Items start
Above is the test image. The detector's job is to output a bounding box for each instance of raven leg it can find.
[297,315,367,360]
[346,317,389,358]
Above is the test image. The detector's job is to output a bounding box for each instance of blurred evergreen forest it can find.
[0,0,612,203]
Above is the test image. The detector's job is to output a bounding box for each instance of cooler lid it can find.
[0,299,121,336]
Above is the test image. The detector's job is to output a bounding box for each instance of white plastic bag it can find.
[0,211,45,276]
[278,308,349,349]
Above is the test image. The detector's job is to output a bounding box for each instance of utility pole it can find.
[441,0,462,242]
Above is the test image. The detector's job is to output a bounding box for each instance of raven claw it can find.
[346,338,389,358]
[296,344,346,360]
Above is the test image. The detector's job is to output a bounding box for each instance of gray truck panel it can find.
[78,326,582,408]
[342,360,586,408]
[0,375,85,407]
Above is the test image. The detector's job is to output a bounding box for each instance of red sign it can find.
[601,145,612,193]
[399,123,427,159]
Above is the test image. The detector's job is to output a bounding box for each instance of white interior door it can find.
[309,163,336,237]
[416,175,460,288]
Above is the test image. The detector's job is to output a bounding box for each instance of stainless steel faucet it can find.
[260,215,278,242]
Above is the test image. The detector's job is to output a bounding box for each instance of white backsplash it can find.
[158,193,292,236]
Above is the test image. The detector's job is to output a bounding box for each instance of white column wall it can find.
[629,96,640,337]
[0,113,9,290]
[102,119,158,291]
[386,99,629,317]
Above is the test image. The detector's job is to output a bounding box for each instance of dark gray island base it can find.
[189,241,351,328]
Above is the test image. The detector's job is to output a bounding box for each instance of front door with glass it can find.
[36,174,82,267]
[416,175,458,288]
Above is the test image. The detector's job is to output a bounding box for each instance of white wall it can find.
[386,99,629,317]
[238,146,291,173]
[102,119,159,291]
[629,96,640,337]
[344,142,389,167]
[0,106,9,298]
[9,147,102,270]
Items end
▸ **What you will do**
Reproduce all of the material above line for line, without changing a single character.

▸ **Exercise answer**
Above is the test image. The detector's job is to output a bounding box for each instance of raven leg it can find.
[297,315,367,360]
[346,317,389,358]
Above is the test image. The detector's job is to output a bounding box for each instance of blurred evergreen forest it can find.
[0,0,612,203]
Above is the test image. The detector's job is to output a bounding box for each instance of cooler lid it can find.
[0,299,121,336]
Above is the test image. The detector's job is to output a bounding box for each instance of white plastic bag it can find.
[0,211,45,276]
[278,308,349,349]
Above is the test image. The detector's job is to output a bounding box for each instance of utility pole it can find.
[441,0,462,242]
Above is the test image. The detector's job is to output a bounding box for each instance of raven claw it can find.
[346,338,389,358]
[296,344,346,360]
Above is the test image. The detector's job is to output a bounding box for each instance of gray truck panel it can find.
[78,326,582,408]
[342,360,586,408]
[0,375,85,407]
Above is the test image. The detector's job is to output a bounding box for each instance of red sign it can find.
[601,145,612,193]
[399,123,427,159]
Above is the test image. The detector's job is to output a bounding box for each instance of white interior door it can find.
[309,163,336,237]
[416,175,460,288]
Above is the test image. The detector's job is to output a bounding box for each instance of stainless steel faucet it can find.
[260,215,278,242]
Above is the test image. The detector's job is to output a bounding box for each instance of white backsplash it can find.
[158,193,292,236]
Above is the test image. The detector's job is to output a bounding box for each instance of white column wall it can find.
[629,96,640,337]
[0,113,9,290]
[102,119,158,291]
[386,99,629,317]
Above is the test image. The detector's job is to output a bounding box for each instance of dark gray island base it can find.
[189,241,351,328]
Above is the test image. The detector's job is to output a bounding box for each instance of front door with glass it can find.
[36,174,82,267]
[416,175,458,288]
Above is the test image. The detector's job is to output a bounding box for each instance of white wall it can find.
[386,99,629,317]
[238,146,291,173]
[102,119,159,291]
[629,96,640,337]
[344,142,389,167]
[0,106,9,298]
[9,147,102,270]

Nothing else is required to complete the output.